▸ Selected text:

* * * * * * * * *

About 30 percent of bees in the United States die of disease, infection or other causes each year, a number beekeepers say will have a serious impact on agriculture. Could particle accelerators be the solution?

Inside their hives, bees face a variety of enemies. Parasites transfer diseases. Bacteria infect honey. Fungi overwhelm larvae. These problems can become so rife that the hives are rendered inhospitable. 

To save their bee colonies, some beekeepers turn to particle accelerators.

The infection of bees and their larvae can be devastating to a colony. Sometimes it kills off all the bees in a hive. Other times, the bees live but are so exhausted that they don’t produce as much honey or as strong of larvae, causing the beekeeper to replace the colony nonetheless.  

Photo of beehive
Reidar Hahn, Fermilab

The infection of other parts of a hive can have longer-term consequences as well. Bees use wax combs to store larvae, pollen and honey—often using the same wax combs for several years, allowing intruders like fungi and bacteria to build up over time. One of the worst wax-inhabiting infections, a common disease known as American foulbrood, can form and release spores that live for up to 40 years. No amount of cleaning will eradicate the spores, so beekeepers often burn or bury their hives to prevent the disease from spreading.

Particle accelerators offer an alternative that allows beehives to be put back into use. For example, at Iotron Industries, which operates facilities in the United States and Canada, beehives are irradiated in the same way as food products, medical devices and agricultural-based products. Items—including bee-free hives—are placed on a long conveyor belt that passes under an 18-foot-long, 50-kilowatt, 10-million-electron-volt linear accelerator. Electron pulses each 200 microseconds long kill any organisms in the hives by disrupting their DNA with no residual chemicals or hazardous materials generated by the process. The slower the conveyor belt moves, the higher the dose of electrons.

* * * * * * * * *

[Referring expression data]
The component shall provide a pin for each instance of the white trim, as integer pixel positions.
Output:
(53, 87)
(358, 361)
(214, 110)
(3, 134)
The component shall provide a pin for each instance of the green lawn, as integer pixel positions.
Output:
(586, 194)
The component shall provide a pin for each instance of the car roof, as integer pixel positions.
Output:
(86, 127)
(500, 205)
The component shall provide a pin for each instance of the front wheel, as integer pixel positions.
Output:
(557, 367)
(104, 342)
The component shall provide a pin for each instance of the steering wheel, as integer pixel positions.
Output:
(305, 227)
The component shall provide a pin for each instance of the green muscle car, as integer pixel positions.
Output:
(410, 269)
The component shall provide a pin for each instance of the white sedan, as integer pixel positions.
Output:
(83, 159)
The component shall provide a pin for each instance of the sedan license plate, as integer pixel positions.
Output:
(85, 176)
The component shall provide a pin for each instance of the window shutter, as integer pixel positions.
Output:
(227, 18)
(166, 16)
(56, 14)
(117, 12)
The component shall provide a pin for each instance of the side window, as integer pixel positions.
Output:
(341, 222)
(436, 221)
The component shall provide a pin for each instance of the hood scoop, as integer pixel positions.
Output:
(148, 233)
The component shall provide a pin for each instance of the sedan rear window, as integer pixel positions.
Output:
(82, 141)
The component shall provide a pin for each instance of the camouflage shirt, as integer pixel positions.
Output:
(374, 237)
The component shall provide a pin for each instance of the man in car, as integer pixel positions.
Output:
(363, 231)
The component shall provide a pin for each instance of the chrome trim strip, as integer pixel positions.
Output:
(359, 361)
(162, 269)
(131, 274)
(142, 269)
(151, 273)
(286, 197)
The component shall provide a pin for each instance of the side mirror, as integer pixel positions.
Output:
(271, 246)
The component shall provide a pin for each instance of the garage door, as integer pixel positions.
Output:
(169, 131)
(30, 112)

* * * * * * * * *

▸ Prompt A:
In the text on bees and particle accelerators, how long can the spores of American foulbrood live?
▸ Prompt B:
Summarize the text on bees and particle accelerators in two sentences.
▸ Prompt C:
Continue the text on bees and particle accelerators from its last sentence.

▸ Response A:
Up to 40 years.

▸ Response B:
Parasites, bacteria and fungi can infect bees, their larvae and their wax combs, and spores from American foulbrood can last for decades, so beekeepers often burn or bury infected hives. Particle accelerators offer an alternative: at Iotron Industries, empty hives pass on a conveyor belt under a linear accelerator whose electron pulses kill the organisms in them without leaving residual chemicals, so the hives can be put back into use.

▸ Response C:
U.S. Department of Agriculture scientist Jeff Pettis says that although the practice is only “reasonably common” right now, it may prove a useful tool to combat Colony Collapse Disorder, an abrupt disappearance of worker bees that has been known to wipe out more than three quarters of a beekeeper’s colonies. An exact cause of the disorder has not been pinpointed, but some scientists believe it is a combination of factors such as disease, pesticides and exhaustion.

Dave Hackenberg, the first U.S. beekeeper to spot Colony Collapse Disorder among his bees in 2006, said most beekeepers have had to drastically change how they care for their colonies because of the phenomenon.

“The CCD thing is so huge that we're doing all kinds of things that we never did in the past. Things that 10 years ago you never would have thought of doing,” Hackenberg says. “Our costs are going up, and we're passing them on to the farmer who in turn passes them onto the consumer. [It is] very devastating.”

Photo of beehive
Reidar Hahn, Fermilab

Bees pollinate a third of the United States’ produce, which comes out to $15 billion worth of crops each year. A 2011 report by the U.S. Department of Agriculture reported 80 percent of beekeepers had lost some colonies to Colony Collapse Disorder. It is now average for more than 30 percent of the country’s bees to perish in a given year. According to the report, most beekeepers say the losses are unsustainable; accelerators, it seems, may offer a solution.